Tasks for this exercise -
a. Decide whether each statement below agrees with the pandas exercises, answering yes or no and quoting the deciding words of the text: (i) `.loc[]` selects data by row and column labels; (ii) the expanding window applies functions over a fixed-size moving window; (iii) every entry in a column must be numeric for its mean to be calculated.
b. Retype the part of the pandas exercises starting at "# (i) Mean of" and ending at "raise an error)", without any change.

Excerpted passage -
### Q1: Print the data present in the second row of the dataframe, df

In [None]:
import pandas as pd
course_name = ['Data Science', 'Machine Learning', 'Big Data', 'Data Engineer']
duration = [2,3,6,4]
df = pd.DataFrame(data = {'course_name' : course_name, 'duration' : duration})
# Printing the data in the second row
df.iloc[1]  # Second row, index 1


### Q2: Difference between loc and iloc in pandas.DataFrame

The `.loc[]` function is label-based, meaning it selects data by row and column labels, while `.iloc[]` is integer-location-based and selects data by row and column index positions.  
For example:
- `df.loc[1]` accesses the row with label `1`, while `df.iloc[1]` accesses the row at index position `1`.

### Q3: Reindexing the dataframe and finding new_df.loc[2] and new_df.iloc[2]

In [None]:
reindex = [3, 0, 1, 2]
new_df = df.reindex(reindex)
# Display new_df.loc[2] and new_df.iloc[2]
new_df.loc[2], new_df.iloc[2]


### Q4: Statistical measurements

In [None]:
# Creating a dataframe for statistical measurements
columns = ['column_1', 'column_2', 'column_3', 'column_4', 'column_5', 'column_6']
indices = [1,2,3,4,5,6]
df1 = pd.DataFrame(np.random.rand(6,6), columns = columns, index = indices)

# (i) Mean of each column
df1.mean()

# (ii) Standard deviation of 'column_2'
df1['column_2'].std()


### Q5: Replace data in second row of 'column_2' and find mean

In [None]:
# Attempt to replace second row of column_2 with a string
df1.loc[2, 'column_2'] = 'string_value'

# Now, attempting to calculate mean of column_2 (expected to raise an error)
try:
    df1['column_2'].mean()
except TypeError as e:
    str(e)


Explanation: Replacing a numerical value with a string in `column_2` causes the `mean` function to fail, as it cannot calculate a mean with mixed data types (string and numeric). To calculate the mean, all entries in the column must be numeric.

### Q6: Windows functions in pandas

Windows functions in pandas allow for the application of rolling calculations, such as moving averages, to data over a specified window. Types include:
1. **Rolling**: Applies functions over a fixed-size moving window (e.g., rolling mean).
2. **Expanding**: Applies functions over a window that grows with each observation (e.g., cumulative sum).
3. **EWM (Exponentially Weighted Mean)**: Calculates weighted averages where weights decay exponentially over time (e.g., EWM mean).


### Q7: Print current month and year

In [None]:
# Getting the current month and year
current_date = pd.Timestamp.now()

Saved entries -

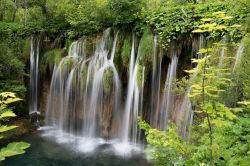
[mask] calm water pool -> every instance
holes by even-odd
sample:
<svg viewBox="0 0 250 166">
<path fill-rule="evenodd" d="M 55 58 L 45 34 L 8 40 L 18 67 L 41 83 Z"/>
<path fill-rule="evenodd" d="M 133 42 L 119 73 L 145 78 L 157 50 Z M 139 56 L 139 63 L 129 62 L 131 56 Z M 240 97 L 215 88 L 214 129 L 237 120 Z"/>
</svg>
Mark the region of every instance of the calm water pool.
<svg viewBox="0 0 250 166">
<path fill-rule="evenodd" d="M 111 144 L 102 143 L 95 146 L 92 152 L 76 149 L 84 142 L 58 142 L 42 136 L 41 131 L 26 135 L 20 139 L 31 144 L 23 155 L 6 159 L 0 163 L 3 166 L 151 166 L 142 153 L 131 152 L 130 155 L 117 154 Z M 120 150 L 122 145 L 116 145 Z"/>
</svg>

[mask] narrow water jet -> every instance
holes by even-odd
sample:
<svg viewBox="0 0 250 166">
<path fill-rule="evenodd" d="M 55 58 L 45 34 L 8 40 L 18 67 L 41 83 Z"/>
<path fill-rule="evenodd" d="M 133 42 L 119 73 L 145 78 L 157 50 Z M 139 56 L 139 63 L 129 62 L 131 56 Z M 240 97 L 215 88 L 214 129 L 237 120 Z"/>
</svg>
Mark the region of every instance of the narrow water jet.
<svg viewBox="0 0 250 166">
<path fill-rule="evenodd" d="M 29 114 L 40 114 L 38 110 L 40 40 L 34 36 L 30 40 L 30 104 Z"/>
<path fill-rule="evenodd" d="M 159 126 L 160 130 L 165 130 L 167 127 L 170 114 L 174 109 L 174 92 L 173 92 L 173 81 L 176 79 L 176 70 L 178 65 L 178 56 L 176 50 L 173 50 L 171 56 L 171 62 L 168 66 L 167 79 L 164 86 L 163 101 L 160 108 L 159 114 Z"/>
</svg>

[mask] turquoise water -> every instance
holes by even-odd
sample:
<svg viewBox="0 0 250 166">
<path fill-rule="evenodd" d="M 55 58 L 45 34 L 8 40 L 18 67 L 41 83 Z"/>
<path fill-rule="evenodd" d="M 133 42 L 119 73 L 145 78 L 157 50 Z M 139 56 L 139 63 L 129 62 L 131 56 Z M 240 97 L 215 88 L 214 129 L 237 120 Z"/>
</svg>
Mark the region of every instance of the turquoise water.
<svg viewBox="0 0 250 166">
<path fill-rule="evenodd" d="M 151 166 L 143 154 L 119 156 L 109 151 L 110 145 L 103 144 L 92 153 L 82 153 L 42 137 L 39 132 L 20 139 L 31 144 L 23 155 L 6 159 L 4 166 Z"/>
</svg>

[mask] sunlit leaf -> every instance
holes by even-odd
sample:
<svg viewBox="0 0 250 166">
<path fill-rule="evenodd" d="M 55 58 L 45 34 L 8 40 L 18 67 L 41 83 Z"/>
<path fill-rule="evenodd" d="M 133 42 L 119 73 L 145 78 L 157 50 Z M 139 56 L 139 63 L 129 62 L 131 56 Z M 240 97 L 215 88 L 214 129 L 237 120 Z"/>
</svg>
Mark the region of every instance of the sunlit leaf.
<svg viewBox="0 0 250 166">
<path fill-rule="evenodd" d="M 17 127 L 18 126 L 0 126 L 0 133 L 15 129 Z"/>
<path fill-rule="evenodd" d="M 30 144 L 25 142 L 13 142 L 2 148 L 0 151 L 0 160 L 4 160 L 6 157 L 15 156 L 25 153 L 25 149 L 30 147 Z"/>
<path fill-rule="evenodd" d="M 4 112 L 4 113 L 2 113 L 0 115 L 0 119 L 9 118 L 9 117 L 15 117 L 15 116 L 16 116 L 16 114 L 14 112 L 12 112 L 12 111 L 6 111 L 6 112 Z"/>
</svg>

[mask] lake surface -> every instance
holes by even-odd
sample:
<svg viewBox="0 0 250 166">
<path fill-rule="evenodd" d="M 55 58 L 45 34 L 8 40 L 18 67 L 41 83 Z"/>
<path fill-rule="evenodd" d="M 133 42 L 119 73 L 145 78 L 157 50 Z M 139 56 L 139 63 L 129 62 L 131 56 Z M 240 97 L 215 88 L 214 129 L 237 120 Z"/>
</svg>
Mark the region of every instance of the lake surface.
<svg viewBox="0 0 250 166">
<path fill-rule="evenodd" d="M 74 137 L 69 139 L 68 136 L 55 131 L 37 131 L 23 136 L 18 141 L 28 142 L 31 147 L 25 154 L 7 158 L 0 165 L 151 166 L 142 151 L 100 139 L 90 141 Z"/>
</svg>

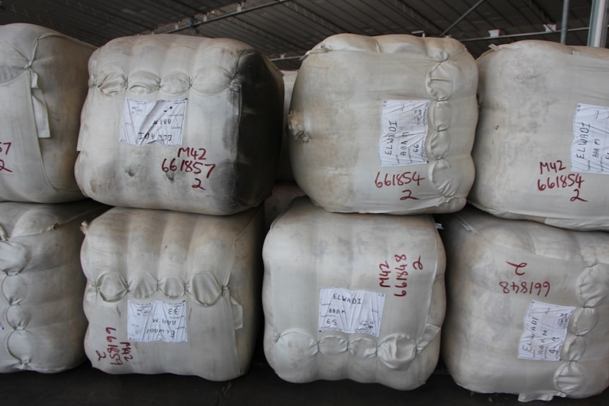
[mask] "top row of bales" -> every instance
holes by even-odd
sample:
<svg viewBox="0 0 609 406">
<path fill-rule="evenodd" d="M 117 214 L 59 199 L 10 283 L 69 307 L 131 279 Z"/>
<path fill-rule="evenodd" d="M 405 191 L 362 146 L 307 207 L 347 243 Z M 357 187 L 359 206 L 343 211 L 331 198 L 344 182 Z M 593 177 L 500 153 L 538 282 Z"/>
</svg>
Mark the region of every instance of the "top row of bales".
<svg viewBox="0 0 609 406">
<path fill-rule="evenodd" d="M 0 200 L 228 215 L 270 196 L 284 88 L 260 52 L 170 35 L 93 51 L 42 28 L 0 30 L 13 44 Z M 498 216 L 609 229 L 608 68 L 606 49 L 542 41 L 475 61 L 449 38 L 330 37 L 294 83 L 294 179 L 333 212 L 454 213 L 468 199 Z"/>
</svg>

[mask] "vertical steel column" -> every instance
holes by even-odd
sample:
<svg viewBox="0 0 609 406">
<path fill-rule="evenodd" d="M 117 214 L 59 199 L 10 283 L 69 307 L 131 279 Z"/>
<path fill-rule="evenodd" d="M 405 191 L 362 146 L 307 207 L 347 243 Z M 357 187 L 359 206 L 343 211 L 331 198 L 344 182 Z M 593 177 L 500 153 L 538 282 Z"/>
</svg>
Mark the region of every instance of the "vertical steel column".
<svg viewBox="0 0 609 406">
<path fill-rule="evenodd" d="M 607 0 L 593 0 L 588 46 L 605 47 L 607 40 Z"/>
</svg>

Answers to the problems -
a.
(i) Yes: "it selects data by row and column labels"
(ii) No: "Applies functions over a window that grows with each observation"
(iii) Yes: "To calculate the mean, all entries in the column must be numeric."

b.
# (i) Mean of each column
df1.mean()

# (ii) Standard deviation of 'column_2'
df1['column_2'].std()


### Q5: Replace data in second row of 'column_2' and find mean

In [None]:
# Attempt to replace second row of column_2 with a string
df1.loc[2, 'column_2'] = 'string_value'

# Now, attempting to calculate mean of column_2 (expected to raise an error)